▸ JOB
Lay out every line of the items below as a Markdown table with the columns Row and Line, omitting blank lines and leaving out the pictures.

▸ DATA TO PROCESS

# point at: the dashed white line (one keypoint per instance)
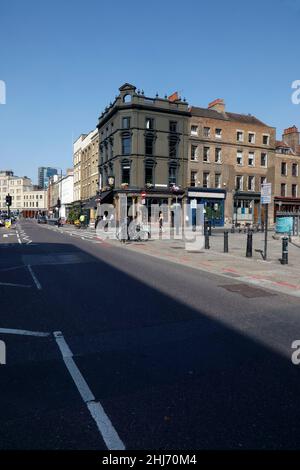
(11, 331)
(35, 279)
(9, 284)
(105, 426)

▸ FINAL RESULT
| Row | Line |
|---|---|
| 1 | # point at: the dashed white line (one keypoint per instance) |
| 2 | (11, 331) |
| 3 | (35, 279) |
| 4 | (9, 284) |
| 5 | (105, 426) |